— begin ENTRIES SUPPLIED —
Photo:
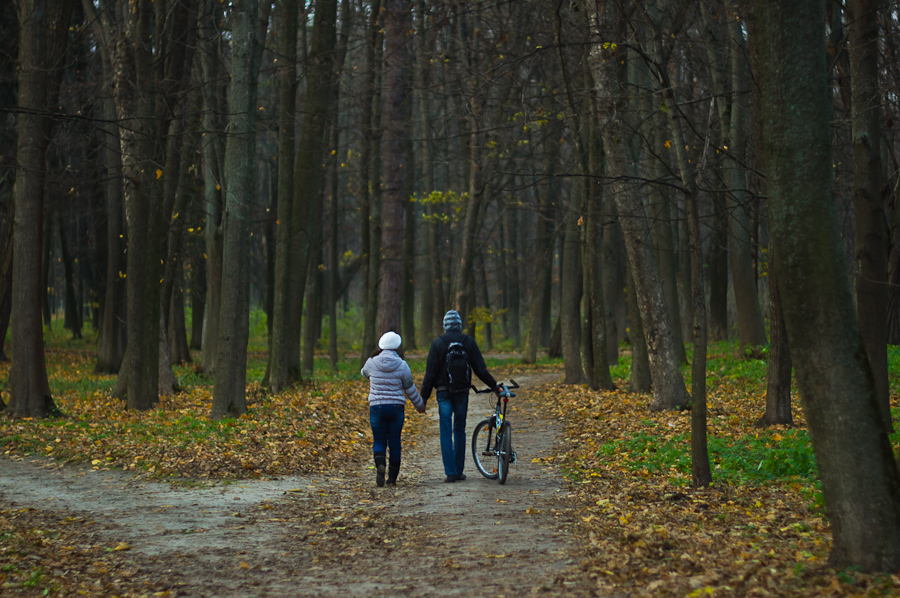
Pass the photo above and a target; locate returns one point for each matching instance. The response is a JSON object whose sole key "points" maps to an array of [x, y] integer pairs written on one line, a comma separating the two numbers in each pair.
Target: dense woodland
{"points": [[583, 177]]}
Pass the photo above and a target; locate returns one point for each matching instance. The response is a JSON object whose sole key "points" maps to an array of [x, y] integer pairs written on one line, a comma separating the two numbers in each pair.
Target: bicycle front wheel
{"points": [[505, 447], [484, 449]]}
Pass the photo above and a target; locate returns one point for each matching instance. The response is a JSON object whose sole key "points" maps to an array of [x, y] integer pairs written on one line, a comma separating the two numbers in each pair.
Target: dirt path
{"points": [[340, 536]]}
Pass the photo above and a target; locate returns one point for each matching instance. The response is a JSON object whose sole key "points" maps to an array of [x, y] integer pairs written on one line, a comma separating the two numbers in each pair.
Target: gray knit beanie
{"points": [[452, 321]]}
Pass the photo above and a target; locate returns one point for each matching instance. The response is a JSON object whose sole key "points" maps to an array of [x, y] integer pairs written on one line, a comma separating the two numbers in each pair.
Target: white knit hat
{"points": [[390, 340]]}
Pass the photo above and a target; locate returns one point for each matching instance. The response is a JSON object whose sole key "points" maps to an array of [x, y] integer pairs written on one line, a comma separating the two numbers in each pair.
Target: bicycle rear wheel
{"points": [[484, 449], [505, 447]]}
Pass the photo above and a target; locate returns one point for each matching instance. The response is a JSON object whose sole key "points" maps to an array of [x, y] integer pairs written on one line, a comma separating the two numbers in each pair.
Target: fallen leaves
{"points": [[646, 532]]}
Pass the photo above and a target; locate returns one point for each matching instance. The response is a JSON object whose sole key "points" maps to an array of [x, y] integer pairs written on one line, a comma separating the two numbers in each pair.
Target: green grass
{"points": [[750, 459]]}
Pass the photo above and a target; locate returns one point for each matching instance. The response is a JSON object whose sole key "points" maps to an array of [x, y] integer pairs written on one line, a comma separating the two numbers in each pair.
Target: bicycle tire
{"points": [[505, 451], [484, 449]]}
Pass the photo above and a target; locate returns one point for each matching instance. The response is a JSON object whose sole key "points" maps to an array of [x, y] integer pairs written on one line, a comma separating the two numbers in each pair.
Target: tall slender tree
{"points": [[860, 479], [43, 25], [234, 330]]}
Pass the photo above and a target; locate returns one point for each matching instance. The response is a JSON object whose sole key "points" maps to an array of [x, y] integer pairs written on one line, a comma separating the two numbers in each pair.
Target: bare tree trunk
{"points": [[543, 247], [213, 179], [778, 368], [42, 28], [860, 479], [668, 384], [279, 370], [73, 314], [231, 359], [701, 475], [6, 268], [111, 345], [432, 288], [869, 193], [640, 379], [393, 184], [570, 295], [369, 176]]}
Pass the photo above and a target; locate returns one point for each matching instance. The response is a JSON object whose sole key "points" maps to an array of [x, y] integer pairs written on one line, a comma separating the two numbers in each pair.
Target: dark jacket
{"points": [[436, 367]]}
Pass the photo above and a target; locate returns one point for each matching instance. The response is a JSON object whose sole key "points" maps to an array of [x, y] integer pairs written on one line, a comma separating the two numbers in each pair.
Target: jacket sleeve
{"points": [[409, 387], [432, 368], [478, 365]]}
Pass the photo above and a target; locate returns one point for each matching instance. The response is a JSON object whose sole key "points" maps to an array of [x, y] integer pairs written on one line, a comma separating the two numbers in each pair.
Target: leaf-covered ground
{"points": [[642, 531]]}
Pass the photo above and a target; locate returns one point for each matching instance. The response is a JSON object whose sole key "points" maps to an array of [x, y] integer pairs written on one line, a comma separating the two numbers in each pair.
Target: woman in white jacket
{"points": [[390, 384]]}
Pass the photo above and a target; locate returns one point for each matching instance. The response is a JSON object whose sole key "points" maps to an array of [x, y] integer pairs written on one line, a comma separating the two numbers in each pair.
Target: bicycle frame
{"points": [[492, 438]]}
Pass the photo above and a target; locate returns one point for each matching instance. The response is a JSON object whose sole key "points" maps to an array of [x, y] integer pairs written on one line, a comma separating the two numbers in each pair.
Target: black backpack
{"points": [[459, 375]]}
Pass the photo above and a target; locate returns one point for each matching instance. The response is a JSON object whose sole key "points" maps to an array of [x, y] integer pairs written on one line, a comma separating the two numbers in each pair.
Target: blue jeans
{"points": [[387, 424], [452, 410]]}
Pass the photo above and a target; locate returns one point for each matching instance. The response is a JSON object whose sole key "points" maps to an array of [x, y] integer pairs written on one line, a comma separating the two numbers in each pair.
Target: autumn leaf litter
{"points": [[638, 529]]}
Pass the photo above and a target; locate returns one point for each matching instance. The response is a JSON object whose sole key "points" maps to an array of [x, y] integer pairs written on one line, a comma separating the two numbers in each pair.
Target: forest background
{"points": [[582, 176]]}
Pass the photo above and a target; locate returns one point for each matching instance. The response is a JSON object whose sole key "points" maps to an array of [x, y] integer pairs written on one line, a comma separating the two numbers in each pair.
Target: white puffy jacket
{"points": [[390, 380]]}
— end ENTRIES SUPPLIED —
→ **TASK OBJECTIVE**: Every entry must be written out exactly, with all pictures left out.

→ **THE COMPLETED TASK**:
Photo:
Pass the photo above and a target; locate returns one point for each matching instance. The response is a JSON object whose sole key "points" maps to an array of [x, y] integer pairs written on one line, a comma separating the two numbers in each pair.
Target: dense woodland
{"points": [[583, 177]]}
Pass the photo above and a target; locate returns one point for each matching instance. The response is a JSON object whose sole key "points" maps to an array of [x, y] integer pairs written on one line, a comma separating the two numbers in each pair.
Target: bicycle front wheel
{"points": [[505, 447], [484, 449]]}
Pass the photo above and a target; locate returns one point for each matching instance. The response is a JSON object whose sole key "points" maps to an array of [x, y] integer pairs written on one line, a comma separating the two numbers in each pair.
Target: dirt path
{"points": [[340, 536]]}
Pass the photo above and a target; locate returns one point for each matching instance. The response is a JSON object whose sole key "points" maps to an array of [x, y] integer pairs written on one line, a comma separating the two numbers in each pair.
Target: gray knit beanie
{"points": [[452, 321]]}
Pass the photo above and a target; locate returns one point for each matching instance. The response is a JSON object whose sole key "points" maps to an array of [x, y] integer pairs written on one line, a comma separating the two numbers in each pair.
Target: white knit hat
{"points": [[390, 340]]}
Pass the photo above and a target; locate returns one point for each matching instance. The response is a JSON object whose sole key "points" maps to an array of [x, y] integer pairs written on one line, a comma separating the two numbers in each pair.
Target: bicycle rear wheel
{"points": [[484, 449], [505, 447]]}
Pass the photo above and a target; locate returns one point for each matching instance. The response is a JSON object whose sole key "points" maps to an array of [x, y] integer pairs written on one line, a comma separating the two numbers in each pair.
Target: fallen leaves
{"points": [[646, 532]]}
Pass the photo above and a target; locate returns one point for each matching instance. The response is a JSON object whose sole key "points" maps to an array of [x, y] integer pairs written on one line, a comma separating the two numbers in each pair.
Target: green grass
{"points": [[750, 459]]}
Pass the photo above and a target; locate returns one point for each matching instance. The response is a JSON object whose sole key "points" maps to an array of [x, y] integer pairs written on one line, a comma separating the two numbers in each pair.
Target: bicycle tire
{"points": [[505, 451], [484, 449]]}
Pass the photo above and a target; locate returns one point for each matching instance. The response is a JSON object whose sole key "points" maps to an array of [x, y] integer pairs written on one line, a comma separating the two numbers in each pair.
Target: tall slender tree
{"points": [[860, 479], [43, 25], [234, 330]]}
Pass the photo above and a target; locate returns one point for each matching instance. The response is a JSON object whose sole key "points" maps to an array of [x, y] integer pairs written on one line, a comma separating the two numbers in each pair.
Target: bare tree trunk
{"points": [[543, 247], [213, 179], [778, 368], [42, 28], [860, 479], [668, 384], [279, 370], [73, 314], [231, 359], [701, 475], [6, 268], [111, 345], [432, 288], [869, 193], [640, 379], [393, 184], [570, 295], [369, 176]]}
Pass the photo above and a target; locate returns one point for each matching instance. The response is a JSON object whose sole key "points" maps to an array of [x, y] integer pairs written on one line, a comma separating the two numbers in each pair.
Target: dark jacket
{"points": [[436, 367]]}
Pass the photo above and a target; locate returns one point for each matching instance. The response is a JSON object whose sole key "points" maps to an array of [x, y] integer pairs written on one line, a comma separating the two numbers in each pair.
Target: jacket sleeve
{"points": [[409, 387], [432, 368], [478, 365]]}
Pass the photo above and a target; locate returns one point for each matching instance. The response is a JSON object whose sole key "points" maps to an array of [x, y] integer pairs written on one line, a comma separating the two numbers in each pair.
Target: leaf-covered ground
{"points": [[642, 531]]}
Pass the photo above and a target; locate returns one point for each matching instance. The response is a JSON object whose sole key "points" maps to an array of [x, y] integer pairs written on one line, a comma separating the two numbers in each pair.
Target: woman in white jacket
{"points": [[390, 384]]}
Pass the photo above and a target; locate returns one point for each matching instance. The response is a JSON object whose sole key "points" maps to an array of [x, y] integer pairs written on one line, a comma separating the two numbers in each pair.
Target: bicycle frame
{"points": [[492, 438]]}
Pass the photo above and a target; locate returns one point for each matching instance. The response is a JSON object whose sole key "points" maps to an array of [x, y] integer pairs written on one line, a comma separating the two numbers in each pair.
Target: black backpack
{"points": [[459, 375]]}
Pass the photo above and a target; locate returns one point for each matching instance. The response is a JSON object whose sole key "points" maps to an array of [x, y] integer pairs written on one line, a comma separating the two numbers in each pair.
Target: blue jeans
{"points": [[387, 424], [452, 410]]}
Pass the photo above and a target; locate returns one point for each matching instance. The response is a JSON object whose sole key "points" maps to an array of [x, y] integer pairs written on one line, a comma separating the two numbers in each pair.
Target: autumn leaf litter
{"points": [[638, 529]]}
Pass the photo above and a target; locate returns one point for each matching instance. The response is a JSON object whose sole key "points" maps to an array of [x, y] integer pairs written on one line, a comma separating the two numbers in each pair.
Target: forest background
{"points": [[582, 176]]}
Pass the photo above and a target; locate returns one point for each matching instance. The response is a JSON object whose sole key "points" maps to an array of [x, y] integer pairs written on one line, a comma separating the two numbers in each pair.
Target: white puffy jacket
{"points": [[390, 380]]}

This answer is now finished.